Beneath this task is a listing; retype all of it exactly.

+---+

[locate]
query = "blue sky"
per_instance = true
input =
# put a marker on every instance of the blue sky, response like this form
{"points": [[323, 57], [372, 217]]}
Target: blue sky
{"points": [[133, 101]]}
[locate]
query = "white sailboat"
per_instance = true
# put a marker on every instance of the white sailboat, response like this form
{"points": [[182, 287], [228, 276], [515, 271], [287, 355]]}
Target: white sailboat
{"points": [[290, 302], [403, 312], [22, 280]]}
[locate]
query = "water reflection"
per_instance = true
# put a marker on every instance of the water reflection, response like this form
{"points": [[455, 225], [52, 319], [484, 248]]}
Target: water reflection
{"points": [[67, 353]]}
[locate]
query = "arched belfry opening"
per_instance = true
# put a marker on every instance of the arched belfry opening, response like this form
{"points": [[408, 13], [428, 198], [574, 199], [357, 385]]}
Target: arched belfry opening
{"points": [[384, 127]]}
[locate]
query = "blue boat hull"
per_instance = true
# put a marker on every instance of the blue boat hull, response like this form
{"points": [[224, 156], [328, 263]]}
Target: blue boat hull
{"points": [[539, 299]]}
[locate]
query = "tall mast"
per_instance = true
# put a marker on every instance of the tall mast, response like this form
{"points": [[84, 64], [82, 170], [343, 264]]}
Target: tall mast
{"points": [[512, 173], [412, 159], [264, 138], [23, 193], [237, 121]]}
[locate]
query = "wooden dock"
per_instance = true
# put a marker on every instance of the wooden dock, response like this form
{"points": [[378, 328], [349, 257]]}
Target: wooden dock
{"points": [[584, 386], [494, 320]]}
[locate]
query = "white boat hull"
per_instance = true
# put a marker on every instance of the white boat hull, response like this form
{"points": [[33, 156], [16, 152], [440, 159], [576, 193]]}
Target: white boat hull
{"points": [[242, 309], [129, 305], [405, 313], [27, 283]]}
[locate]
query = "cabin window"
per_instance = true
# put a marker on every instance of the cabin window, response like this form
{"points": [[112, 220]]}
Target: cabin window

+---+

→ **RESULT OF THIS TASK**
[locate]
query = "blue sky"
per_instance = true
input =
# put a marker on every instance of the blue sky, response like this form
{"points": [[323, 57], [372, 217]]}
Target: blue sky
{"points": [[133, 101]]}
[locate]
query = "white sailboat"
per_instance = true
# put a marker on every instance of the white sailboat, response like this form
{"points": [[182, 287], [228, 276], [515, 271], [287, 355]]}
Target: white sailboat
{"points": [[290, 302], [403, 312], [22, 280]]}
[locate]
query = "water reflection"
per_instance = true
# put a marker on every instance of the water reflection, response like this form
{"points": [[455, 225], [52, 319], [484, 248]]}
Target: water reflection
{"points": [[67, 353]]}
[locate]
query = "arched belfry opening"
per_instance = true
# put a marker on every instance of the arched belfry opening, response like this form
{"points": [[408, 13], [428, 198], [574, 199], [357, 385]]}
Target: arched belfry opening
{"points": [[384, 127]]}
[locate]
query = "blue boat hull"
per_instance = true
# put a marker on every instance of the blue boat hull, response like this form
{"points": [[224, 156], [328, 263]]}
Target: blue boat hull
{"points": [[539, 299]]}
[locate]
query = "tall mast"
per_instance = true
# put a marker on every instance of the tall mast, response like this form
{"points": [[84, 64], [82, 170], [343, 264]]}
Target: tall mast
{"points": [[512, 173], [412, 159], [264, 138], [23, 193], [237, 121]]}
[locate]
query = "wooden dock"
per_instance = true
# put a marker on every instance of the wooden dock, response like this form
{"points": [[378, 328], [349, 257]]}
Target: wooden dock
{"points": [[584, 386], [494, 320]]}
[locate]
query = "white boat hull"
per_instance = true
# put a marker on every instance of the white boat hull, response like this form
{"points": [[33, 156], [16, 152], [440, 159], [576, 193]]}
Target: white boat hull
{"points": [[242, 309], [129, 305], [405, 313], [27, 283]]}
[locate]
query = "cabin window"
per_instance = true
# put a marker on every instance of the cabin window, response like this form
{"points": [[112, 220]]}
Target: cabin window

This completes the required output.